## REQUEST
Swap "golden-brown croissant" for "buttery croissant" in the data from the line with "of the golden-brown" to the line with "Query: golden-brown croissant". Give back only those lines, with nothing else changed.

## SUPPLIED DATA

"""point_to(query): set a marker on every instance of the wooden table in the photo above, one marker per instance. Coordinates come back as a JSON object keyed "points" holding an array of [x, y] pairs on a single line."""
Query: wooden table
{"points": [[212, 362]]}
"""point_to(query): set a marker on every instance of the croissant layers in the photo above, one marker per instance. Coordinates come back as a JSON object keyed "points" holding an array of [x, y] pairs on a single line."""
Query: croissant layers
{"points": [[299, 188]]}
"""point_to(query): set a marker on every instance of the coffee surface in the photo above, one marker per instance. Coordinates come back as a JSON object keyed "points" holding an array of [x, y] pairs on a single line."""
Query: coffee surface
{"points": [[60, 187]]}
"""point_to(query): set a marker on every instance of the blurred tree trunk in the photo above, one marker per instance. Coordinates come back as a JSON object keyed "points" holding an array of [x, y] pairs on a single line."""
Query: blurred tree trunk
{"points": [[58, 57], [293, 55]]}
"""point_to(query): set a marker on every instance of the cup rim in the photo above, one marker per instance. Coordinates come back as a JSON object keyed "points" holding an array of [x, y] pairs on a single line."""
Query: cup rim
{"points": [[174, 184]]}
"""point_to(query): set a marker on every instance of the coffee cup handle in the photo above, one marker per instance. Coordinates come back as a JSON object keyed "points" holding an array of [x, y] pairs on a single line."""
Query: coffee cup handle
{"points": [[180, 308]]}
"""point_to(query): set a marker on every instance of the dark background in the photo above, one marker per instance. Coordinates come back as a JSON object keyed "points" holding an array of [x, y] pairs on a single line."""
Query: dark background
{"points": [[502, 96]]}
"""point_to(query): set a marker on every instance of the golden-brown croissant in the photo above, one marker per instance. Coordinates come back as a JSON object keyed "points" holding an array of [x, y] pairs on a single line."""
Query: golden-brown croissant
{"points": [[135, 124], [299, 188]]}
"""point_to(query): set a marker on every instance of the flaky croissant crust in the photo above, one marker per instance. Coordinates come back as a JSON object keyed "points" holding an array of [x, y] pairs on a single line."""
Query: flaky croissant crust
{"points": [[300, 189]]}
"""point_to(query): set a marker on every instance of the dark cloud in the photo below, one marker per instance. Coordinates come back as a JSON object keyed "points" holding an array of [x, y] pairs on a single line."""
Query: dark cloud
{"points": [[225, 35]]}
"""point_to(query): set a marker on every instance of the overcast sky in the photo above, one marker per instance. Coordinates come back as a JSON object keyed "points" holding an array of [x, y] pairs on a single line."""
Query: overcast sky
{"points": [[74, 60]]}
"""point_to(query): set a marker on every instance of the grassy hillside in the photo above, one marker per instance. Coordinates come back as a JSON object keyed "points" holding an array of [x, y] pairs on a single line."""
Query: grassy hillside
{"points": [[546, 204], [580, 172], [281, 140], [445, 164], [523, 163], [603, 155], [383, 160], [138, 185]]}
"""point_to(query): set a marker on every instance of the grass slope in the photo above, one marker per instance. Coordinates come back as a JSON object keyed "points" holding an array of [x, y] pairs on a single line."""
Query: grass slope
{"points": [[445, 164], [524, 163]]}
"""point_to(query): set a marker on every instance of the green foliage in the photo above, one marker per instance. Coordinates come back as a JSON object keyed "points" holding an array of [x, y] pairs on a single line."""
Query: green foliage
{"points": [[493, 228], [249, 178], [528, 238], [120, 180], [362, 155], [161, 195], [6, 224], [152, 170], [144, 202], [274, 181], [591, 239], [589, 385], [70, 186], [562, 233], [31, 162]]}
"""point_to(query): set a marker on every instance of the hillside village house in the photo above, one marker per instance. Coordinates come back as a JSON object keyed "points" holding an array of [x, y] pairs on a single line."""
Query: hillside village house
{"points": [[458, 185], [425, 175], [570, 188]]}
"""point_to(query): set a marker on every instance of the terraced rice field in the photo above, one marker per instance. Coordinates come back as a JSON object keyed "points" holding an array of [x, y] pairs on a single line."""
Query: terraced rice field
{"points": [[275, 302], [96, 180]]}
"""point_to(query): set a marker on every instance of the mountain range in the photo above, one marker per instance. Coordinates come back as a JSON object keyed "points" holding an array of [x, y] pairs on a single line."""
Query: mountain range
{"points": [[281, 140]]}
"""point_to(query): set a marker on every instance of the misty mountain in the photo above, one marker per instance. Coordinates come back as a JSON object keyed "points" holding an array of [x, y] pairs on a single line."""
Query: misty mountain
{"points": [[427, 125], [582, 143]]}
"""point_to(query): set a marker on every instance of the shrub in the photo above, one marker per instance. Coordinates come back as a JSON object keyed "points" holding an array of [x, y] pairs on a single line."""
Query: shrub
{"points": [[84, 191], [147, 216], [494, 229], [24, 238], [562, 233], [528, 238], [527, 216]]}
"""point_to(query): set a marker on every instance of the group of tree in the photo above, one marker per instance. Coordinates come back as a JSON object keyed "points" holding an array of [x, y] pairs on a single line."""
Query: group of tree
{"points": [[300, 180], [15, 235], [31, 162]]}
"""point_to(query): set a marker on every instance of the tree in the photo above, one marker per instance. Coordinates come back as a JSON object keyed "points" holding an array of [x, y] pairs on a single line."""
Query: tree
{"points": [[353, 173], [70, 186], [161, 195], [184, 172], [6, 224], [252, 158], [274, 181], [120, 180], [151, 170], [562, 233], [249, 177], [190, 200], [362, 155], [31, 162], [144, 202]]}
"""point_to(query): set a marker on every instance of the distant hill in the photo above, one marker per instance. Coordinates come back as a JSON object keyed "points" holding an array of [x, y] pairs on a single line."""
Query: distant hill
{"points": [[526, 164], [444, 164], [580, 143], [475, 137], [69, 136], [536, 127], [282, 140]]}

## PROBLEM SOLUTION
"""point_to(query): set a marker on every instance of the buttery croissant in the photo above, one marker per instance. Coordinates come back as a JSON object keyed "points" holding an array of [x, y] pairs on a single line."""
Query: buttery croissant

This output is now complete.